Set of tasks -
[1] Determine whether each of the following statements agrees with the KFENCE review excerpt. For each of (a), (b), and (c), answer yes or no and quote the exact words from the excerpt that decide it. (a) Compilers should inline tiny helpers by default in optimized kernels. (b) The reviewer proposes renaming the helper to kfence_obj_unused(). (c) The quoted helper returns true only when the state is KFENCE_OBJECT_ALLOCATED.
[2] Write the next portion of the KFENCE review excerpt, starting immediately after its final line.

Document excerpt -
'''

Other tiny helpers add "inline" so that the compiler is more likely to
inline this. In optimized kernels it should do so by default, but with
some heavily instrumented kernels we need to lower the inlining
threshold - adding "inline" does that.

Also, note we have KFENCE_OBJECT_UNUSED state, so the
kfence_obj_inuse() helper name would suggest to me that it's all other
states.

If the object is being freed with RCU, it is still technically
allocated and _usable_ until the next RCU grace period. So maybe
kfence_obj_allocated() is a more accurate name?

> +{
> +       enum kfence_object_state state = READ_ONCE(meta->state);
> +
> +       return state == KFENCE_OBJECT_ALLOCATED || state == KFENCE_OBJECT_RCU_FREEING;
> +}
> +
>  /*
>   * Update the object's metadata state, including updating the alloc/free stacks
>   * depending on the state transition.

'''

Provided data -
'''

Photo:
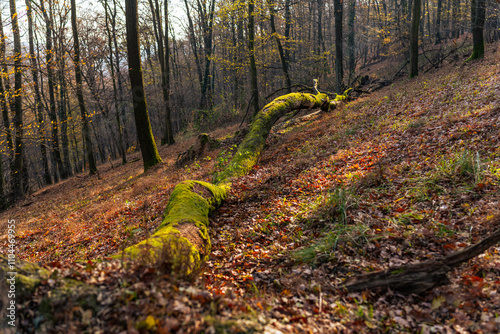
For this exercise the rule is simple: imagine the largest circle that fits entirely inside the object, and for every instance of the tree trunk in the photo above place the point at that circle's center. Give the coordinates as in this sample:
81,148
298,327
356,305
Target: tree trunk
420,277
55,150
121,147
4,94
38,98
17,171
351,47
339,70
63,112
79,93
185,226
478,13
194,46
251,50
147,143
207,19
415,21
284,65
168,137
438,21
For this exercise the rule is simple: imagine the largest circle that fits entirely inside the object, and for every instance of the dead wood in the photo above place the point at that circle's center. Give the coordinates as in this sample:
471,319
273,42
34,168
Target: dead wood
420,277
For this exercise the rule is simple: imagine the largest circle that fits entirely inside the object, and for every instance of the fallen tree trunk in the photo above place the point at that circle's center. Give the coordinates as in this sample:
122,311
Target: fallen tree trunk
186,215
185,225
420,277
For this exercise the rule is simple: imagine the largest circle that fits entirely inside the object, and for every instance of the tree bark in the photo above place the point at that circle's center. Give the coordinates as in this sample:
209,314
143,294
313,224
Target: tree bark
478,13
284,64
38,98
251,50
149,151
185,226
168,137
339,70
438,21
420,277
79,93
109,18
351,47
4,94
55,150
415,21
17,171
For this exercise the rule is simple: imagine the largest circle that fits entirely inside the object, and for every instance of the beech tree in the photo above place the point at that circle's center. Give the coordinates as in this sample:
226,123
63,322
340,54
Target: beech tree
17,171
478,13
79,92
150,155
415,21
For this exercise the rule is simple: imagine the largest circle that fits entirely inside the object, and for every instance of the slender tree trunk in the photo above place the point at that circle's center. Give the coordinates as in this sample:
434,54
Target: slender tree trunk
455,22
206,100
121,147
194,46
149,151
79,93
5,95
168,137
438,21
63,114
339,71
55,150
351,47
478,14
38,98
284,65
415,21
251,49
17,172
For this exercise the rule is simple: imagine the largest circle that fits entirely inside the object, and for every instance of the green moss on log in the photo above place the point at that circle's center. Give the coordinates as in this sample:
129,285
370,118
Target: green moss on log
185,223
253,144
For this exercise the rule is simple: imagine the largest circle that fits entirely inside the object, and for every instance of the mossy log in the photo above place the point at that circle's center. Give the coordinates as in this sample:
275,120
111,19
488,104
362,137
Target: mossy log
185,225
420,277
186,216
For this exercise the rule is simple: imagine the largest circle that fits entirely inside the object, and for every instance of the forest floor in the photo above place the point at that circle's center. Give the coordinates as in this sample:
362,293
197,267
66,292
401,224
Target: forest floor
403,175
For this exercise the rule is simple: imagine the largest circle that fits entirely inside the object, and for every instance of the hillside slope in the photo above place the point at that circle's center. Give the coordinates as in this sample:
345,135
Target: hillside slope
408,173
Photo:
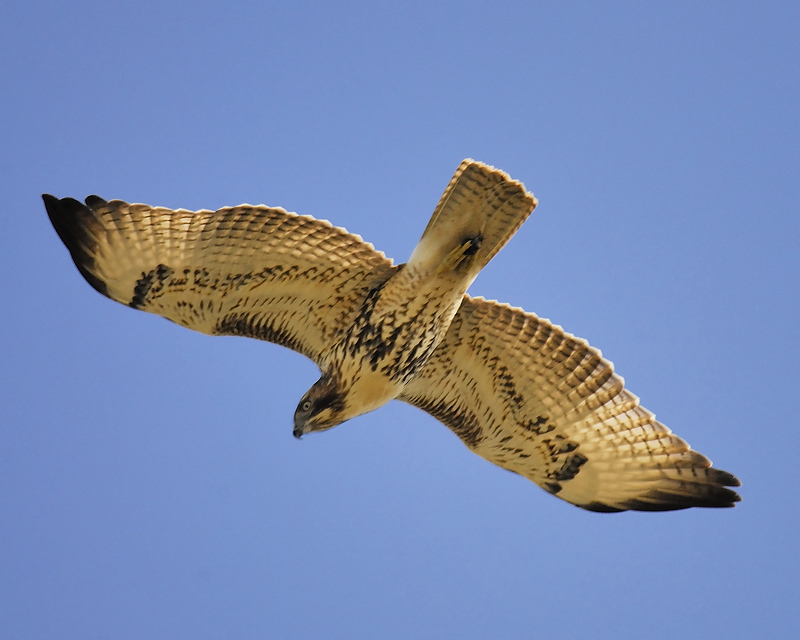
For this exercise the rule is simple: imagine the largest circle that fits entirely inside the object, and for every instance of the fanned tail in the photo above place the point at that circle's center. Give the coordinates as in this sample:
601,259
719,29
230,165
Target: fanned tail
478,213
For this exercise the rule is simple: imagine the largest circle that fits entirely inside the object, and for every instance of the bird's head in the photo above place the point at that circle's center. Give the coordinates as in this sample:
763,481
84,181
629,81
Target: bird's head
321,408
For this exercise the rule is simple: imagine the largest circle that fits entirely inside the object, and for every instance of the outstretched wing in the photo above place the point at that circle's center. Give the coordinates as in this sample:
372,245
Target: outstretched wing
533,399
250,271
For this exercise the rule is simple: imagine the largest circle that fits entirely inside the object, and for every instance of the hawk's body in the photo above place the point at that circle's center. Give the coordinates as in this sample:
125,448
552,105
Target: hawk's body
516,389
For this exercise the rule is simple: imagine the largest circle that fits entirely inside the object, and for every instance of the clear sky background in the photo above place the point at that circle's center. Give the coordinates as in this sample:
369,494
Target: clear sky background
150,486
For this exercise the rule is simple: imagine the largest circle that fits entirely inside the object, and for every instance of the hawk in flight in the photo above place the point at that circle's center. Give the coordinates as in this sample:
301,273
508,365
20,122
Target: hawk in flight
516,389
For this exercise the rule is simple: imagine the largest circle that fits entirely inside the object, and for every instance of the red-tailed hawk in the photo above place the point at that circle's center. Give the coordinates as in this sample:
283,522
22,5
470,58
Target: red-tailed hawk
515,388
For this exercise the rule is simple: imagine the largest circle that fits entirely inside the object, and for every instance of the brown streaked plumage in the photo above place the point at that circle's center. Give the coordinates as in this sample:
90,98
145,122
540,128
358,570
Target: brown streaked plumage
516,389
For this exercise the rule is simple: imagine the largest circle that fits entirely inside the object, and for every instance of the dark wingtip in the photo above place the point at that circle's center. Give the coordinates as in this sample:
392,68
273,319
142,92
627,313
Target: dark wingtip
78,228
680,496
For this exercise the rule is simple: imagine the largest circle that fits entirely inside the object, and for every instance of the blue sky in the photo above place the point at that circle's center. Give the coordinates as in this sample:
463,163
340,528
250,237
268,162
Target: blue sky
150,486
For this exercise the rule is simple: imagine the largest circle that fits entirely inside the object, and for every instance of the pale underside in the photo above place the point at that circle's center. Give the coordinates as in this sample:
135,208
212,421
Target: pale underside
516,389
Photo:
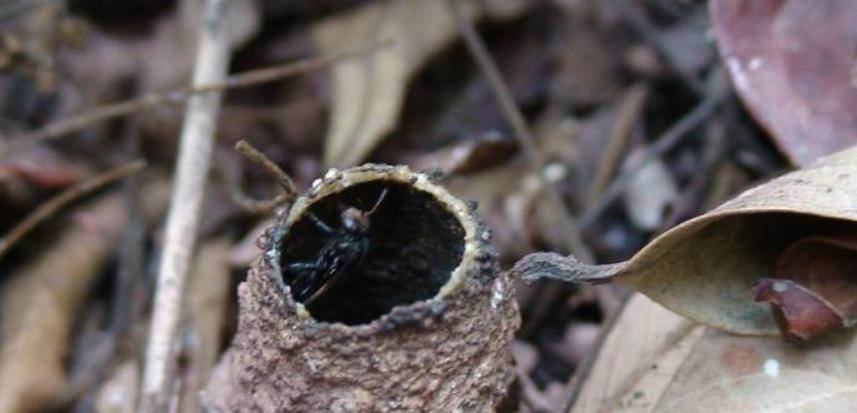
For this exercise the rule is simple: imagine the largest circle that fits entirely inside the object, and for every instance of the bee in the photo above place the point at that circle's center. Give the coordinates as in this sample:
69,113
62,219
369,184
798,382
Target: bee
345,249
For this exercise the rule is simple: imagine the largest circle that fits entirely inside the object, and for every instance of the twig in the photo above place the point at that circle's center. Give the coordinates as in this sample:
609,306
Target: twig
127,300
192,167
640,22
263,161
14,10
49,208
249,78
283,179
662,144
513,115
629,111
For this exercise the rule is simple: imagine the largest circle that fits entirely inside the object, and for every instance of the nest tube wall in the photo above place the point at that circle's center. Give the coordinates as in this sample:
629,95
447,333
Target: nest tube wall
423,323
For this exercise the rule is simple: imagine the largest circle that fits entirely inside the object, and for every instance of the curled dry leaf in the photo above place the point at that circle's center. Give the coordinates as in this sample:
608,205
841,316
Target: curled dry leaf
40,300
676,366
815,291
368,94
791,62
631,378
707,267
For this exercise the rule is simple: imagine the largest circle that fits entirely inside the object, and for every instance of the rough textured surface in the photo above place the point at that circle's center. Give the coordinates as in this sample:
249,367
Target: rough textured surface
447,353
706,268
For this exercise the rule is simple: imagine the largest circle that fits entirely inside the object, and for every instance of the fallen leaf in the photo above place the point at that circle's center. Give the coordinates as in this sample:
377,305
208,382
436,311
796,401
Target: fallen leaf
368,93
676,366
43,167
706,268
651,191
790,62
814,291
800,313
40,300
631,378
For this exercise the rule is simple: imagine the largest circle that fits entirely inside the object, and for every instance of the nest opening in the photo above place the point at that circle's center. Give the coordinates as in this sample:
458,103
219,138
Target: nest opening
414,245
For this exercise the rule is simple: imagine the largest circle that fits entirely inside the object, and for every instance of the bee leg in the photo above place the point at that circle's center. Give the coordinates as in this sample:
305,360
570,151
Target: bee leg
306,282
320,224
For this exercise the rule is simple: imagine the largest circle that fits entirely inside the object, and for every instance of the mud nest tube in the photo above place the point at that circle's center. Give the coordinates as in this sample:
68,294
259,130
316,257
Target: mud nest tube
414,246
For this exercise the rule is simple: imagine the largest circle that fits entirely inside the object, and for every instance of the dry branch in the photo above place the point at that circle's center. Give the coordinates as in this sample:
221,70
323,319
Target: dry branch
40,302
49,208
250,78
516,119
194,160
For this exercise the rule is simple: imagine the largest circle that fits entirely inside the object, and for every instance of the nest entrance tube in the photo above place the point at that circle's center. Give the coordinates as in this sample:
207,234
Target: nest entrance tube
422,324
414,245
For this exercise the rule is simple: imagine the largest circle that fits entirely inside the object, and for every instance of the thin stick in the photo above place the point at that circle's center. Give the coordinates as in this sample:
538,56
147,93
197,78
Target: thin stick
629,111
262,206
49,208
11,11
513,115
662,144
249,78
192,167
257,157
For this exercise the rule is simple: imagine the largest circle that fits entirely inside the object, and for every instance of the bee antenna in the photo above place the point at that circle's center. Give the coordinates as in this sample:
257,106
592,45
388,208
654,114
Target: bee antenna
378,202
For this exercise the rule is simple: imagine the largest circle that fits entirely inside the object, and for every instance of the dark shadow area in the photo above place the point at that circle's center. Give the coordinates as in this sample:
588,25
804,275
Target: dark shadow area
414,245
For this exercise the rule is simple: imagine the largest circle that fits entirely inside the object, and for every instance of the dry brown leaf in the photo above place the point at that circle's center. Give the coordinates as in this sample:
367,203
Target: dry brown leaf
791,62
631,378
207,302
689,368
707,267
118,394
368,94
40,302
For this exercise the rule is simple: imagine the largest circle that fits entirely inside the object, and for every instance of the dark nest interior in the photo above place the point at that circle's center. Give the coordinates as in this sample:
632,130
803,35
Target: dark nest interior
414,244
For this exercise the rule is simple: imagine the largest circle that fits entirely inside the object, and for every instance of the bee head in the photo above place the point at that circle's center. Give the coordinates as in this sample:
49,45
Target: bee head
355,221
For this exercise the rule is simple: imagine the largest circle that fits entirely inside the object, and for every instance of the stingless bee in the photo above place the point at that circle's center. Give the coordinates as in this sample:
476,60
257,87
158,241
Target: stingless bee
346,247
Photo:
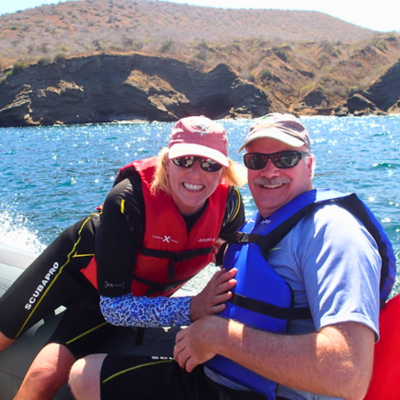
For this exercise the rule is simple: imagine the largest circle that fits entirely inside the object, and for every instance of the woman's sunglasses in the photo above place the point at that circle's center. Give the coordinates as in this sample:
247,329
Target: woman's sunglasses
281,159
205,163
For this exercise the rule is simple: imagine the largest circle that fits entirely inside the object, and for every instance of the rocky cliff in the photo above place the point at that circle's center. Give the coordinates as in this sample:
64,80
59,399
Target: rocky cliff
108,87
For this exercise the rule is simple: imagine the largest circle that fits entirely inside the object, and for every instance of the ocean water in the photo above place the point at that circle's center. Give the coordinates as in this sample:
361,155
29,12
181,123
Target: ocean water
50,177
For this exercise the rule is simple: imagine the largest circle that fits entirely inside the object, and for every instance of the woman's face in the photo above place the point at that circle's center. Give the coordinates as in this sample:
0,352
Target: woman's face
191,187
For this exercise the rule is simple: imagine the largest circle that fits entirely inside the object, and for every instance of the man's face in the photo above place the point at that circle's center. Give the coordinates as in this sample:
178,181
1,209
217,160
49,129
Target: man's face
273,187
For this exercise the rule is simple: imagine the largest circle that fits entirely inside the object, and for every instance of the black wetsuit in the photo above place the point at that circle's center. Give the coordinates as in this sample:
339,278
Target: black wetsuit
54,278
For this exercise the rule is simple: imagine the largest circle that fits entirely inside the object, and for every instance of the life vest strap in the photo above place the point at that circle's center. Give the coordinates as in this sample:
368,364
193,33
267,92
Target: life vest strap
175,256
270,309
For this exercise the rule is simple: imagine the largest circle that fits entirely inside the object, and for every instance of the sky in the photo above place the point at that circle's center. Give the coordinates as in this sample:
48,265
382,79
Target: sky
382,16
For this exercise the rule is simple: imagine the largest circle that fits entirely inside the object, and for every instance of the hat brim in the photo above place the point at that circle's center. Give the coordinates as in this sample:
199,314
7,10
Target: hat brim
276,134
191,149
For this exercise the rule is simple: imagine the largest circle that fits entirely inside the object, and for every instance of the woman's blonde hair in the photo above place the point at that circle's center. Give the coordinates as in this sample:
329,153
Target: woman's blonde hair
235,174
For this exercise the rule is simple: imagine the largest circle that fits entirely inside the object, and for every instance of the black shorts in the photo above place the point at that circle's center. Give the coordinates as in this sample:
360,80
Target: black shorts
154,378
53,280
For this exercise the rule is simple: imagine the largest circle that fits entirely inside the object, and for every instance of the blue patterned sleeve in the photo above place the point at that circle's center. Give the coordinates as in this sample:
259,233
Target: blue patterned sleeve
146,312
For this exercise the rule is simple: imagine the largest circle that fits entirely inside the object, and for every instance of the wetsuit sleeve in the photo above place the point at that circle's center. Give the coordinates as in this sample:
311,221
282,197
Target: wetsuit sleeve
120,233
146,312
234,216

'''

Task answers -
[1]
(a) Yes: "In optimized kernels it should do so by default"
(b) No: "So maybe kfence_obj_allocated() is a more accurate name?"
(c) No: "return state == KFENCE_OBJECT_ALLOCATED || state == KFENCE_OBJECT_RCU_FREEING;"

[2]
> @@ -278,10 +285,14 @@ metadata_update_state(struct kfence_metadata *meta, enum kfence_object_state nex
>                       unsigned long *stack_entries, size_t num_stack_entries)
>  {
>         struct kfence_track *track =
> -               next == KFENCE_OBJECT_FREED ? &meta->free_track : &meta->alloc_track;
> +               next == KFENCE_OBJECT_ALLOCATED ? &meta->alloc_track : &meta->free_track;
>
>         lockdep_assert_held(&meta->lock);
>
> +       /* Stack has been saved when calling rcu, skip. */
> +       if (READ_ONCE(meta->state) == KFENCE_OBJECT_RCU_FREEING)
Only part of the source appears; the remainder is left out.